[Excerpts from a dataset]
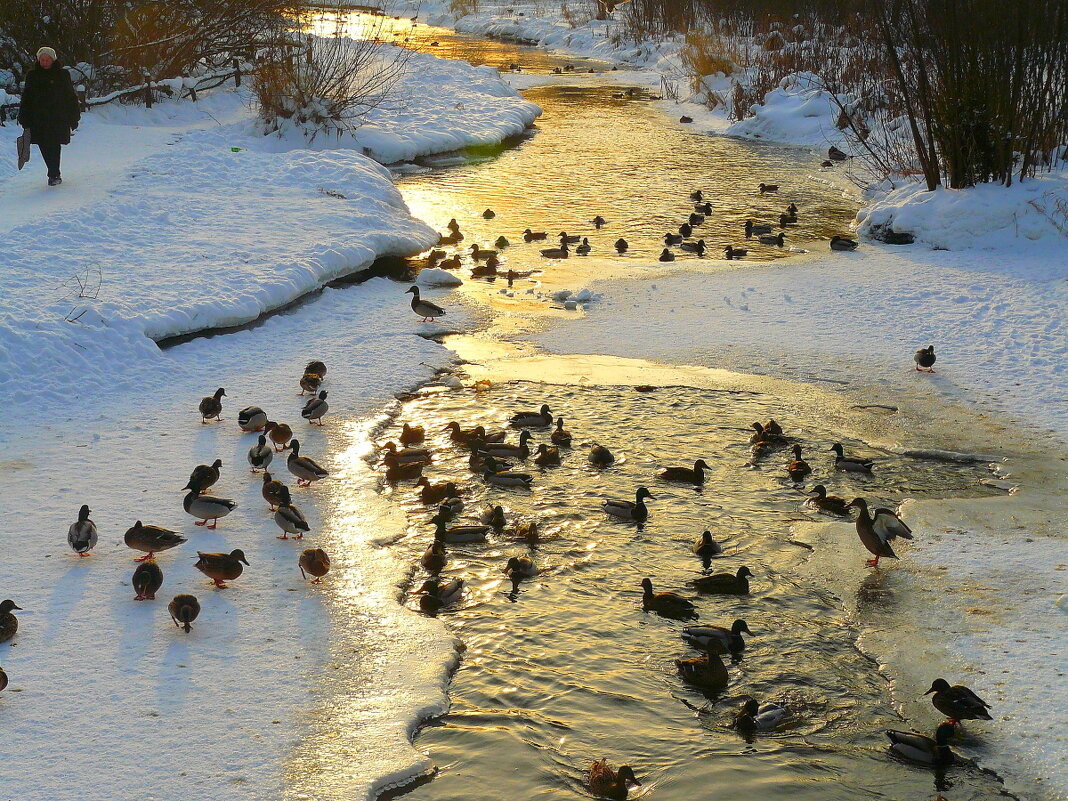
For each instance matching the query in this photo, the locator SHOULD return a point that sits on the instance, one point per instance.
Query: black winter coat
(49, 105)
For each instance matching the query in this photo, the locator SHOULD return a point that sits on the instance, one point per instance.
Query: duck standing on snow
(315, 408)
(211, 406)
(81, 535)
(925, 359)
(424, 309)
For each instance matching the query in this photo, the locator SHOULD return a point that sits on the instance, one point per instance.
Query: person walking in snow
(49, 109)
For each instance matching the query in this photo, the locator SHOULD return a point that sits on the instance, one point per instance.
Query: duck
(184, 609)
(755, 717)
(547, 455)
(436, 594)
(280, 435)
(289, 519)
(718, 639)
(151, 539)
(147, 578)
(605, 782)
(502, 449)
(635, 509)
(9, 624)
(925, 359)
(706, 672)
(706, 548)
(251, 419)
(81, 535)
(877, 534)
(843, 244)
(600, 456)
(688, 475)
(825, 502)
(207, 507)
(921, 749)
(304, 468)
(458, 533)
(560, 252)
(850, 464)
(314, 561)
(538, 419)
(957, 702)
(424, 309)
(204, 476)
(211, 406)
(798, 469)
(315, 409)
(668, 605)
(221, 567)
(435, 558)
(724, 583)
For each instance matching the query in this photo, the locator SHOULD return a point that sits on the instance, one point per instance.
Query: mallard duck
(9, 624)
(718, 639)
(724, 583)
(289, 519)
(755, 717)
(706, 548)
(411, 435)
(635, 509)
(147, 578)
(151, 539)
(211, 406)
(607, 783)
(221, 567)
(706, 672)
(315, 408)
(825, 502)
(925, 359)
(921, 749)
(251, 419)
(457, 533)
(207, 507)
(184, 610)
(314, 561)
(798, 469)
(303, 467)
(600, 456)
(850, 464)
(694, 475)
(204, 476)
(957, 702)
(538, 419)
(424, 309)
(841, 242)
(81, 535)
(561, 436)
(280, 435)
(436, 594)
(261, 455)
(877, 538)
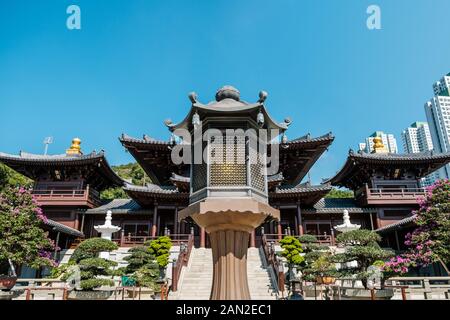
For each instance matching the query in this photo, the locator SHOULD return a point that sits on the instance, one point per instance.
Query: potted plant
(94, 272)
(324, 269)
(160, 249)
(361, 252)
(292, 249)
(142, 270)
(23, 240)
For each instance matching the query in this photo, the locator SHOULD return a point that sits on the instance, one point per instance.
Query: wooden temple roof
(360, 166)
(154, 158)
(146, 196)
(93, 167)
(299, 155)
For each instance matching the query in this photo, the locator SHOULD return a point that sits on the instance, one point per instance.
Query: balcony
(391, 196)
(54, 197)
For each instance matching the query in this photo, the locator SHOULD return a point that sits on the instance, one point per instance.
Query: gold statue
(75, 148)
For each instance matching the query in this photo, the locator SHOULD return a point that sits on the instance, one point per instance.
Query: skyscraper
(416, 139)
(388, 139)
(438, 115)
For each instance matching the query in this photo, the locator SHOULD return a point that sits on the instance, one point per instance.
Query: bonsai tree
(86, 257)
(323, 267)
(312, 251)
(160, 249)
(361, 247)
(430, 241)
(22, 241)
(142, 267)
(292, 249)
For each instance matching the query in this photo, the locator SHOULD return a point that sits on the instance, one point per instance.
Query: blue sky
(133, 63)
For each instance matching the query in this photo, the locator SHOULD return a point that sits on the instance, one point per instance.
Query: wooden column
(229, 249)
(252, 239)
(202, 237)
(155, 220)
(279, 231)
(175, 223)
(299, 219)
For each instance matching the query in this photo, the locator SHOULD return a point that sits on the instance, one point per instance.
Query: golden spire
(75, 148)
(378, 146)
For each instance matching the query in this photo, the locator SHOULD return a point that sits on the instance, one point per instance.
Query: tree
(142, 267)
(361, 247)
(160, 248)
(86, 257)
(338, 193)
(23, 240)
(430, 241)
(11, 178)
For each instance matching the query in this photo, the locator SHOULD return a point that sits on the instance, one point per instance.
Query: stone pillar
(229, 249)
(202, 237)
(155, 220)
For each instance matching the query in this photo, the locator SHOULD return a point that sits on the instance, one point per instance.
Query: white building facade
(438, 116)
(416, 139)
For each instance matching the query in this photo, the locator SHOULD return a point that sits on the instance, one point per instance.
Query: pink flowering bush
(430, 241)
(23, 241)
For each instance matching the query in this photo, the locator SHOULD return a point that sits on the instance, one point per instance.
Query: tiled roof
(145, 140)
(59, 227)
(337, 205)
(398, 224)
(118, 206)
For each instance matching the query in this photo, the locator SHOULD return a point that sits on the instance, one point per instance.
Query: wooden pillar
(56, 245)
(155, 220)
(299, 220)
(279, 231)
(202, 237)
(397, 242)
(229, 248)
(175, 223)
(252, 239)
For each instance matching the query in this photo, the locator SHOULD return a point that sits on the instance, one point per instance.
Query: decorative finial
(228, 92)
(193, 97)
(168, 123)
(378, 146)
(260, 119)
(196, 120)
(262, 96)
(75, 148)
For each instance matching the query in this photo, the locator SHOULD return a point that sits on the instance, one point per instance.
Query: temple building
(385, 185)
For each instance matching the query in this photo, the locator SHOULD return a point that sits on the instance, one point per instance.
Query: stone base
(229, 248)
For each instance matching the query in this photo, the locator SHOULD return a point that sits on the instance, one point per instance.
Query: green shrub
(160, 248)
(291, 250)
(90, 248)
(90, 284)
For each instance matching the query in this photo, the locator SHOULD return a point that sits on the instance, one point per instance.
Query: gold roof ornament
(75, 148)
(378, 146)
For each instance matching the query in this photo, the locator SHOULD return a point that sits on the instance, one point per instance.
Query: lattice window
(229, 168)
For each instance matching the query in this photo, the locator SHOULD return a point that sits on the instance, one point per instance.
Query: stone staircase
(196, 279)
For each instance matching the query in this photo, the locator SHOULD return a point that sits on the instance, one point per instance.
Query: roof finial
(75, 148)
(378, 146)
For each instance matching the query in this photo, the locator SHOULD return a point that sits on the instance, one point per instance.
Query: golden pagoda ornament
(75, 148)
(378, 146)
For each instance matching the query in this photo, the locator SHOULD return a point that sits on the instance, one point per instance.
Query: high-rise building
(416, 139)
(388, 139)
(438, 115)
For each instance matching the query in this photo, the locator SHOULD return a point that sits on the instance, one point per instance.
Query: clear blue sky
(133, 63)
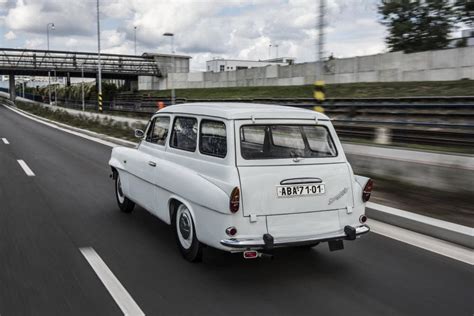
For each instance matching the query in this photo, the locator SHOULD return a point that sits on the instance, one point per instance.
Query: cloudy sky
(204, 29)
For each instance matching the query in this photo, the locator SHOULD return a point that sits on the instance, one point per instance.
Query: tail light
(250, 254)
(367, 190)
(234, 202)
(231, 231)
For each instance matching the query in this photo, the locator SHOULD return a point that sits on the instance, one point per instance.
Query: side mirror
(139, 133)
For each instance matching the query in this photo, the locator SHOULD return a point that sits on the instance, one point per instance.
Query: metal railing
(40, 62)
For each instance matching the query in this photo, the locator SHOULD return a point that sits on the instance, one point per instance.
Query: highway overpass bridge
(77, 64)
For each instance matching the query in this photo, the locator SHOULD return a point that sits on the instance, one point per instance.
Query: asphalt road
(69, 204)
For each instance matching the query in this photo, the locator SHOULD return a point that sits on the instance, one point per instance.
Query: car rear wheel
(123, 202)
(185, 232)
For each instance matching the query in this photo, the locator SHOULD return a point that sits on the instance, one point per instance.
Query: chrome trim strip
(288, 241)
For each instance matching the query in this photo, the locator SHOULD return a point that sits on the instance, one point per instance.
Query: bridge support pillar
(131, 85)
(12, 87)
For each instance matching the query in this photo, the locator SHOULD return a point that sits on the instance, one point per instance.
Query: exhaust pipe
(253, 254)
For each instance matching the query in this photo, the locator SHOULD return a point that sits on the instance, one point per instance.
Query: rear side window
(158, 130)
(213, 140)
(279, 141)
(184, 134)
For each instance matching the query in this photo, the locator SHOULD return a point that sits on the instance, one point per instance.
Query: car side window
(158, 130)
(213, 139)
(184, 133)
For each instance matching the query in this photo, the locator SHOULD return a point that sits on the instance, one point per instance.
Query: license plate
(300, 190)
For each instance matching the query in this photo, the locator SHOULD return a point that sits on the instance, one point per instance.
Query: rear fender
(360, 181)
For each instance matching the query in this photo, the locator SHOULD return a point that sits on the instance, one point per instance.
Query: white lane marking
(429, 243)
(111, 283)
(26, 169)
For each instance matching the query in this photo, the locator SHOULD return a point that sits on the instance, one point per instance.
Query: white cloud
(10, 36)
(203, 28)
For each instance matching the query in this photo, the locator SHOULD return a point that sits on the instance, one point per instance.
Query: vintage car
(243, 178)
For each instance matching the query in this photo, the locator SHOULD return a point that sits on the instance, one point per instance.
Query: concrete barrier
(445, 64)
(448, 172)
(458, 234)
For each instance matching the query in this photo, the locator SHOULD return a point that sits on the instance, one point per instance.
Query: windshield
(278, 141)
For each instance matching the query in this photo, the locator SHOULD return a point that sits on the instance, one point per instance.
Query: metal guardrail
(348, 122)
(40, 62)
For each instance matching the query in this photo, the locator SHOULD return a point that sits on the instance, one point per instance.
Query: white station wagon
(243, 178)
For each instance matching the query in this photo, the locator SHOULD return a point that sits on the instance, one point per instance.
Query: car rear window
(213, 140)
(279, 141)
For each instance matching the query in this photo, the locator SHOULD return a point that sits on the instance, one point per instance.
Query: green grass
(348, 90)
(95, 124)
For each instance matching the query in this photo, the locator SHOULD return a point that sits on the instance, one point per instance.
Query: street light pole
(135, 38)
(99, 70)
(171, 35)
(47, 43)
(55, 88)
(82, 88)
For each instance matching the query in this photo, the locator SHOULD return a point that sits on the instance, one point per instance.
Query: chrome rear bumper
(267, 241)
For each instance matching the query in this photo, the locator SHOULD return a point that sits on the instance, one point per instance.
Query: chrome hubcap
(184, 227)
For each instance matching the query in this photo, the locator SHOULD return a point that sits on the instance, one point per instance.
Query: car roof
(238, 110)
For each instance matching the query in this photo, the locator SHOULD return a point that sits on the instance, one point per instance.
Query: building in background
(466, 39)
(221, 64)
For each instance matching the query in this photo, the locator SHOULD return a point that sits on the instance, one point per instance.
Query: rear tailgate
(291, 166)
(260, 185)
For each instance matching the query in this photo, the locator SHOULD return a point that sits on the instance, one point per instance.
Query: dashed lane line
(111, 283)
(25, 168)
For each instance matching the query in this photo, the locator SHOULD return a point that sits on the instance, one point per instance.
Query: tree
(416, 26)
(465, 11)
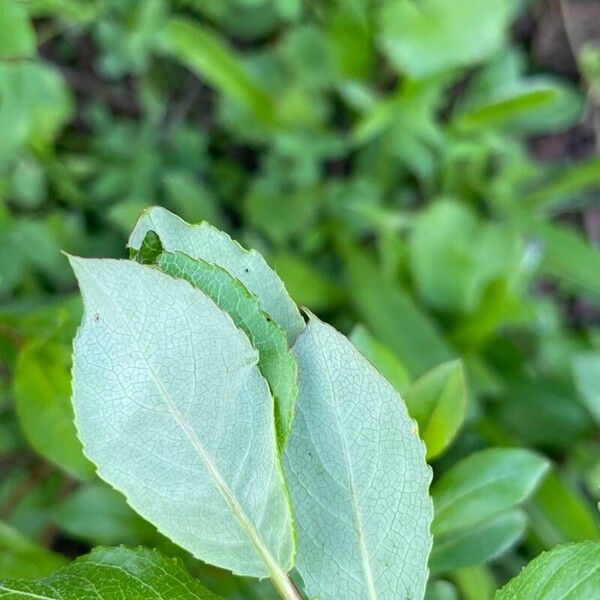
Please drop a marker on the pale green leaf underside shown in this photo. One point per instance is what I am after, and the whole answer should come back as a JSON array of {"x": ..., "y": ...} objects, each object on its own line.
[
  {"x": 211, "y": 245},
  {"x": 276, "y": 361},
  {"x": 357, "y": 475},
  {"x": 112, "y": 574},
  {"x": 569, "y": 572},
  {"x": 171, "y": 407}
]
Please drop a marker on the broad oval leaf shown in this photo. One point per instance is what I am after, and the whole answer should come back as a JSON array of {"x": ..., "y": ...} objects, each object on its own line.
[
  {"x": 112, "y": 574},
  {"x": 42, "y": 391},
  {"x": 483, "y": 485},
  {"x": 214, "y": 246},
  {"x": 569, "y": 572},
  {"x": 276, "y": 361},
  {"x": 477, "y": 544},
  {"x": 357, "y": 475},
  {"x": 21, "y": 557},
  {"x": 171, "y": 406}
]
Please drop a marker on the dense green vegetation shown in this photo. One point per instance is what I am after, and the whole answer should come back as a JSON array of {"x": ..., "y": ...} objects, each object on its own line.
[{"x": 379, "y": 156}]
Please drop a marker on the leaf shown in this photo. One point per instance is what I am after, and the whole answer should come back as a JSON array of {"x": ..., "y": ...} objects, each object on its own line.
[
  {"x": 113, "y": 520},
  {"x": 307, "y": 285},
  {"x": 205, "y": 53},
  {"x": 437, "y": 401},
  {"x": 500, "y": 110},
  {"x": 276, "y": 362},
  {"x": 483, "y": 485},
  {"x": 23, "y": 558},
  {"x": 42, "y": 392},
  {"x": 567, "y": 256},
  {"x": 586, "y": 373},
  {"x": 468, "y": 31},
  {"x": 357, "y": 476},
  {"x": 394, "y": 317},
  {"x": 171, "y": 406},
  {"x": 34, "y": 105},
  {"x": 381, "y": 357},
  {"x": 205, "y": 242},
  {"x": 112, "y": 574},
  {"x": 17, "y": 36},
  {"x": 569, "y": 572},
  {"x": 558, "y": 514},
  {"x": 477, "y": 544}
]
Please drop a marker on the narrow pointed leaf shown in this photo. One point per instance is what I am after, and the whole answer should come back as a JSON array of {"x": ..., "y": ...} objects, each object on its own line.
[
  {"x": 437, "y": 401},
  {"x": 112, "y": 574},
  {"x": 214, "y": 246},
  {"x": 357, "y": 475},
  {"x": 569, "y": 572},
  {"x": 172, "y": 408},
  {"x": 483, "y": 485},
  {"x": 276, "y": 361}
]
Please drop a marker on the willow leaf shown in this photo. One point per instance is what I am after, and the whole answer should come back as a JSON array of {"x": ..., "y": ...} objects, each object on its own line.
[
  {"x": 568, "y": 572},
  {"x": 171, "y": 407},
  {"x": 112, "y": 574},
  {"x": 357, "y": 475},
  {"x": 276, "y": 361},
  {"x": 205, "y": 242}
]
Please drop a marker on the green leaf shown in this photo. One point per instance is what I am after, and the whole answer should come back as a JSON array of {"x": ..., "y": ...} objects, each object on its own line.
[
  {"x": 586, "y": 373},
  {"x": 504, "y": 109},
  {"x": 34, "y": 105},
  {"x": 422, "y": 38},
  {"x": 42, "y": 392},
  {"x": 205, "y": 242},
  {"x": 171, "y": 406},
  {"x": 381, "y": 357},
  {"x": 113, "y": 521},
  {"x": 22, "y": 558},
  {"x": 354, "y": 453},
  {"x": 437, "y": 401},
  {"x": 572, "y": 181},
  {"x": 205, "y": 53},
  {"x": 477, "y": 544},
  {"x": 483, "y": 485},
  {"x": 569, "y": 572},
  {"x": 558, "y": 514},
  {"x": 17, "y": 36},
  {"x": 394, "y": 317},
  {"x": 112, "y": 574},
  {"x": 276, "y": 362}
]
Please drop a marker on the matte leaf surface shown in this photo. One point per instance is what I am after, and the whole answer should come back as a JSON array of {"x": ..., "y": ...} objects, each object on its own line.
[
  {"x": 357, "y": 475},
  {"x": 205, "y": 242},
  {"x": 569, "y": 572},
  {"x": 42, "y": 391},
  {"x": 276, "y": 361},
  {"x": 112, "y": 574},
  {"x": 171, "y": 406},
  {"x": 437, "y": 401},
  {"x": 483, "y": 485}
]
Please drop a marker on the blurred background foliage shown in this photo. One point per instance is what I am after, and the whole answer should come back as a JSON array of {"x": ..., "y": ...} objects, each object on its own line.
[{"x": 422, "y": 174}]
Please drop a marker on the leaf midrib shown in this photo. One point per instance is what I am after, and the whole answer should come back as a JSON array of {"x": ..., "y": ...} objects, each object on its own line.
[{"x": 221, "y": 485}]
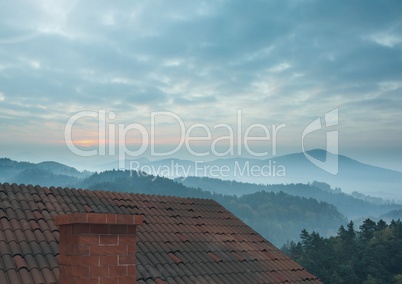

== Assignment ==
The answer must be the exact lines from the line with "Please drop a marker on the blurred" to the final line of the data, both ends included, with no pictures.

== Written answer ==
Please drop a marker on the blurred background foliage shown in this photo. One point per instance is what I am after, and the whole answer should come back as a JSON array of {"x": ..., "y": ...} objects, each object on its own line.
[{"x": 422, "y": 174}]
Please drop a marker on the leaf midrib shown in this photo. One point per instance is what I am after, and the whole answer should come back as a JSON array of {"x": ..., "y": ...} objects, each object on its own line.
[{"x": 221, "y": 485}]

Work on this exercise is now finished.